--- START ---

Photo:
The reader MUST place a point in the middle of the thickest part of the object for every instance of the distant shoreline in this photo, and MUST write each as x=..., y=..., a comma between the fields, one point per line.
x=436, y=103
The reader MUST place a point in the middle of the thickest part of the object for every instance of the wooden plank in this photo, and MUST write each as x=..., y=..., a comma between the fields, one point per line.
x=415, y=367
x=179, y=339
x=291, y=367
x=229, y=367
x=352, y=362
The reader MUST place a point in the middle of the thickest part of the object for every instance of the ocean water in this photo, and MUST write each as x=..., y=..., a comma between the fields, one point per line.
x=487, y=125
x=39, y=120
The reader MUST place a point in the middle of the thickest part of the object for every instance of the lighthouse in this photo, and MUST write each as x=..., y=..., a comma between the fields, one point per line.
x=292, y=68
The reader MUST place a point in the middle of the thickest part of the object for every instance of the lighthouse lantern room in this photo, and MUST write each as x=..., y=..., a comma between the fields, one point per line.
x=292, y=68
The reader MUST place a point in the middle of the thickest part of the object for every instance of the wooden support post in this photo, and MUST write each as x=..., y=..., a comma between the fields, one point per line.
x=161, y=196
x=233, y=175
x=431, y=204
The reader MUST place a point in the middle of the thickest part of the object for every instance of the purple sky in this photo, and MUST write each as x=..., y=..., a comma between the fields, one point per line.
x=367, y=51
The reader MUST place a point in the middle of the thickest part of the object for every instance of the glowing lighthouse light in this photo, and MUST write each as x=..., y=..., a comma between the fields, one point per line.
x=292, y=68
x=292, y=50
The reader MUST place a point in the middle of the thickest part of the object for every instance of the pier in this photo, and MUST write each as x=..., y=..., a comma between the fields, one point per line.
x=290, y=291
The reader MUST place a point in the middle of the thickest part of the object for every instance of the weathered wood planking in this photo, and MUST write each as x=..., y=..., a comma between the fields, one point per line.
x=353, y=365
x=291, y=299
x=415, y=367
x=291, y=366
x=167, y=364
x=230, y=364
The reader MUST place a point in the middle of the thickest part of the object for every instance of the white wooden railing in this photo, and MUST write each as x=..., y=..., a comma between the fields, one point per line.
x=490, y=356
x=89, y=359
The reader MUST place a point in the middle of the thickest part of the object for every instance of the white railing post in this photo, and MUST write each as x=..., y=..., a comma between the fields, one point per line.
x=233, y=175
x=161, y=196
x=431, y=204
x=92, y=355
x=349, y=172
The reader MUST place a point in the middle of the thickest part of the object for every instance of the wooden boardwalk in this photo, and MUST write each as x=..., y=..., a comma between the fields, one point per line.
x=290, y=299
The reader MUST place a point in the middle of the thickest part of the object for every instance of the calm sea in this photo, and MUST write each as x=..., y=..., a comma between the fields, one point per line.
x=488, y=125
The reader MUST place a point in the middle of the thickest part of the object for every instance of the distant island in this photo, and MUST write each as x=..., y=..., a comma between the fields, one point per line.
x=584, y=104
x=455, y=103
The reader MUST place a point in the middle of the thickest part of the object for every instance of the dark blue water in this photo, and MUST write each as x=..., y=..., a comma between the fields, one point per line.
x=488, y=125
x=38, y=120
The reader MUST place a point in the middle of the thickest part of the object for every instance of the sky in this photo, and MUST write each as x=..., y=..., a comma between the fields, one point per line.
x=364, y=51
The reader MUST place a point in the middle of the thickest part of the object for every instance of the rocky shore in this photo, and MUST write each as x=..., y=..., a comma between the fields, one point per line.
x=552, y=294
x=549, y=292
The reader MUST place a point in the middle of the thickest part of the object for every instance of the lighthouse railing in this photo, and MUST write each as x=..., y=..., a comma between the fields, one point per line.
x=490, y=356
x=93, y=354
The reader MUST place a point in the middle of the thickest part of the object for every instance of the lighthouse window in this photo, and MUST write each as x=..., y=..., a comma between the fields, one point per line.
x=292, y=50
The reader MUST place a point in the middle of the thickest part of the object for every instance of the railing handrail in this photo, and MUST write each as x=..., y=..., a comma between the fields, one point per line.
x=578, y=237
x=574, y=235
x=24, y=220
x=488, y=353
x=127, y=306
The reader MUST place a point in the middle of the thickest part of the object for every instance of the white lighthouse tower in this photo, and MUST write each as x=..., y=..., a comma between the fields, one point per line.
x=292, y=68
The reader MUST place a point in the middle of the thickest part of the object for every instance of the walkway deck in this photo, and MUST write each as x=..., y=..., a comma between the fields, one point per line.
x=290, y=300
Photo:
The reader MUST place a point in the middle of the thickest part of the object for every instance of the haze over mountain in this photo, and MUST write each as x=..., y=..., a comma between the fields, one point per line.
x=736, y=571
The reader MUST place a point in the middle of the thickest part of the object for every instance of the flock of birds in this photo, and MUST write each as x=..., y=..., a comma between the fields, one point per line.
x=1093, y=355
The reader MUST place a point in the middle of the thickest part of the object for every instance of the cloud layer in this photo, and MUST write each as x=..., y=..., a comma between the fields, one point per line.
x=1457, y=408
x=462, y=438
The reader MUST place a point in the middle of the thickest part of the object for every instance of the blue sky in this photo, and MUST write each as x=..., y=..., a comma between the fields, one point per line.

--- END ---

* _The exercise_:
Scale the entries starting at the line that contains "of the rocky" and ending at the line that contains "x=549, y=292", writing all of those lines out again with the wording lines unchanged. Multiply each x and y coordinate by 1.25 and round it to a whole number, with halves rounded up.

* _Correct response_:
The reader MUST place a point in the middle of the thickest part of the object for every instance of the rocky shore in this photo, and MUST write each as x=..., y=..., a comma between the fields, one point per line.
x=690, y=368
x=686, y=365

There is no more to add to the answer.